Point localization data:
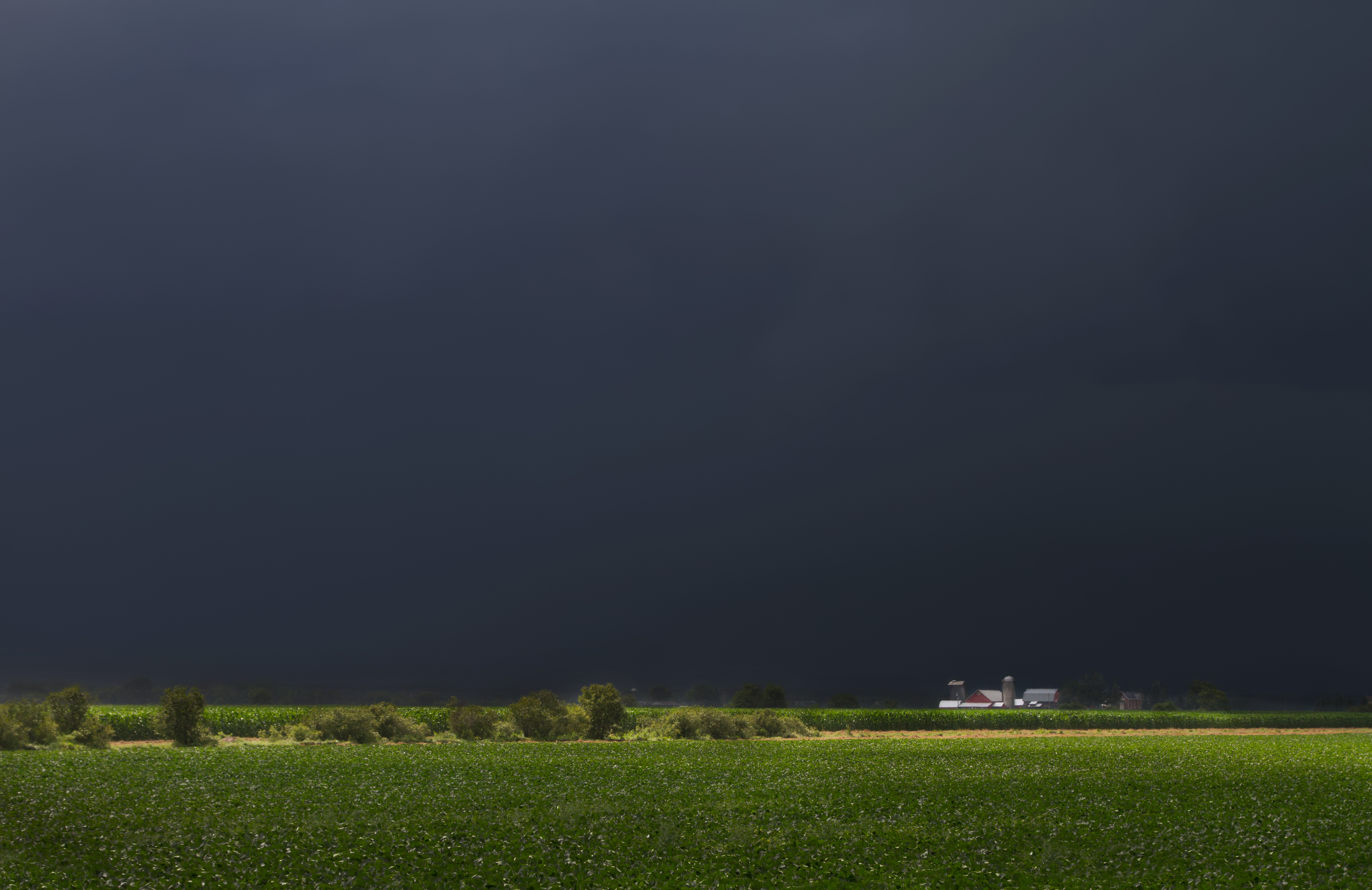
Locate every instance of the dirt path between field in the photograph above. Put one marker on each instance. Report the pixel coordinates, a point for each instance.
(924, 734)
(1043, 734)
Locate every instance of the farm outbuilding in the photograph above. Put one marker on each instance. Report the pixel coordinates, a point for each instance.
(1043, 698)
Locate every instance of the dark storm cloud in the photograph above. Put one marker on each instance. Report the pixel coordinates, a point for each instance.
(527, 343)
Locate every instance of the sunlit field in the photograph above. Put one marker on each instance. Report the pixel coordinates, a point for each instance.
(1026, 812)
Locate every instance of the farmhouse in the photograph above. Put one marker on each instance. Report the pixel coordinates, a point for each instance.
(982, 698)
(1042, 698)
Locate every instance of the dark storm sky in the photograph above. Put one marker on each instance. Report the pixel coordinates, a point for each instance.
(847, 345)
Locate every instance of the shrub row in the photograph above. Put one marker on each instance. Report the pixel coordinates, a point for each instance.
(987, 719)
(713, 723)
(64, 719)
(136, 722)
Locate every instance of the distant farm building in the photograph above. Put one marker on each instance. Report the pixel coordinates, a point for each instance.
(957, 696)
(1043, 698)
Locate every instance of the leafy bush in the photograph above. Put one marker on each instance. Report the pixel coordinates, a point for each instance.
(574, 724)
(507, 731)
(710, 723)
(394, 726)
(367, 726)
(470, 722)
(12, 734)
(293, 733)
(537, 713)
(703, 696)
(69, 708)
(180, 716)
(748, 696)
(604, 711)
(92, 733)
(346, 724)
(32, 723)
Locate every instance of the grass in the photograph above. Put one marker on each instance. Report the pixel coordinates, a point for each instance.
(1023, 812)
(135, 722)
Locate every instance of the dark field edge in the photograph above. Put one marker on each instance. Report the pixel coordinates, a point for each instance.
(134, 723)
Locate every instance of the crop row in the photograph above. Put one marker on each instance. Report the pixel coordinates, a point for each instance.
(134, 723)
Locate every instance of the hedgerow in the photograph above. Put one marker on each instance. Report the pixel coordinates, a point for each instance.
(135, 722)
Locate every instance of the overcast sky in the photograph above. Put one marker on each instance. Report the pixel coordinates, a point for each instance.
(846, 345)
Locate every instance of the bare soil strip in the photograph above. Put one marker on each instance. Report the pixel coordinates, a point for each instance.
(1041, 734)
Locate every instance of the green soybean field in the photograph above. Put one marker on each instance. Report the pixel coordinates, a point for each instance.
(1292, 811)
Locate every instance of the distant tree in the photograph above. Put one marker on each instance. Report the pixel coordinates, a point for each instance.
(69, 708)
(603, 708)
(470, 722)
(748, 696)
(180, 716)
(538, 713)
(1204, 696)
(703, 696)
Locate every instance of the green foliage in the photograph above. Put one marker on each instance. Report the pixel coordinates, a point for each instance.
(92, 733)
(346, 724)
(604, 711)
(711, 723)
(180, 718)
(748, 696)
(69, 708)
(31, 723)
(1206, 697)
(394, 726)
(537, 713)
(507, 731)
(293, 733)
(12, 734)
(1206, 812)
(703, 696)
(135, 722)
(470, 722)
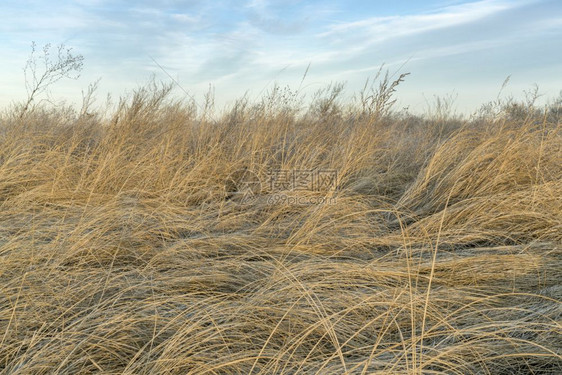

**Task item:** Each line above should be written out again unchanged; no images are to be carried over.

**Response:**
Locate every instance of the dirt path between field in the photograph above. Put one marker on each instance. Report the pixel coordinates, a point for each instance.
(924, 734)
(1043, 734)
Locate every instance of the farm outbuilding in the photograph above. Put one marker on each instance. Report the pixel coordinates, a point for each instance.
(1043, 698)
Locate every instance of the dark storm cloud in the photograph above. Put one marker on each instance. Report the pixel coordinates, a point for each instance.
(527, 343)
Locate every instance of the sunlit field in the photograph above. Put one marker on each instance. Report the pixel coordinates, a point for each instance.
(1026, 812)
Locate every instance of the farmhouse in the photograph above. Put one marker on each instance. Report the pixel coordinates, a point for each instance.
(982, 698)
(1042, 698)
Locate every instance of the dark storm sky in the photograph above. Put one marker on each instance. Report the pixel coordinates, a point for each instance.
(847, 345)
Locate every instance of the shrub row in the photograph above. Put one marker on each instance. Report the pixel coordinates, a point for each instance.
(987, 719)
(713, 723)
(64, 719)
(136, 722)
Locate every instance of the distant farm building in the photograph above. Put one marker on each instance. Report the pixel coordinates, a point for each instance.
(957, 696)
(1043, 698)
Locate every instance of the leafy bush in the photograph above. Put one marker on each instance. Report the pixel coordinates, a point for each instance.
(574, 724)
(507, 731)
(710, 723)
(394, 726)
(367, 726)
(470, 722)
(12, 734)
(293, 733)
(537, 713)
(703, 696)
(69, 708)
(180, 716)
(748, 696)
(604, 711)
(92, 733)
(346, 724)
(32, 723)
Locate every instance of the grass in the photograph above. Put one marker on each instance. Report the pixel coordinates, a point for each instance.
(1023, 812)
(135, 722)
Locate every instance of the dark field edge in the photograph above. Put one marker on each instance. Report the pixel coordinates, a point for each instance.
(134, 723)
Locate every instance of the crop row in the photograph above. Put one marker on each instance. Report the pixel coordinates, a point for each instance.
(134, 723)
Locate every instance of the hedgerow in the photograph above. Put one marker on each instance. Report the pixel coordinates, a point for each instance.
(135, 722)
Locate every instance of the overcast sky in the photograph above. Put one marker on each instance. Report the pixel coordinates, a point for each instance.
(846, 345)
Locate every instance of the bare soil strip in the photograph above. Put one marker on each instance. Report the pixel coordinates, a point for each instance.
(1041, 734)
Locate every instance of the green soybean field in the photograph above. Put one marker on each instance. Report the pixel coordinates, a point for each instance.
(1292, 811)
Locate every instance of the distant tree in the photograph above. Put one marker on each instance. Report the pixel coordinates, a point for each instance.
(69, 708)
(603, 708)
(470, 722)
(748, 696)
(180, 716)
(538, 713)
(1204, 696)
(703, 696)
Locate every instance of the green foliage in the photograph above. Put one marker on each instance. Report the pixel coordinates, a point for each instance.
(92, 733)
(346, 724)
(604, 711)
(711, 723)
(180, 718)
(748, 696)
(69, 708)
(31, 723)
(1206, 697)
(394, 726)
(537, 713)
(507, 731)
(293, 733)
(12, 734)
(1206, 812)
(703, 696)
(135, 722)
(470, 722)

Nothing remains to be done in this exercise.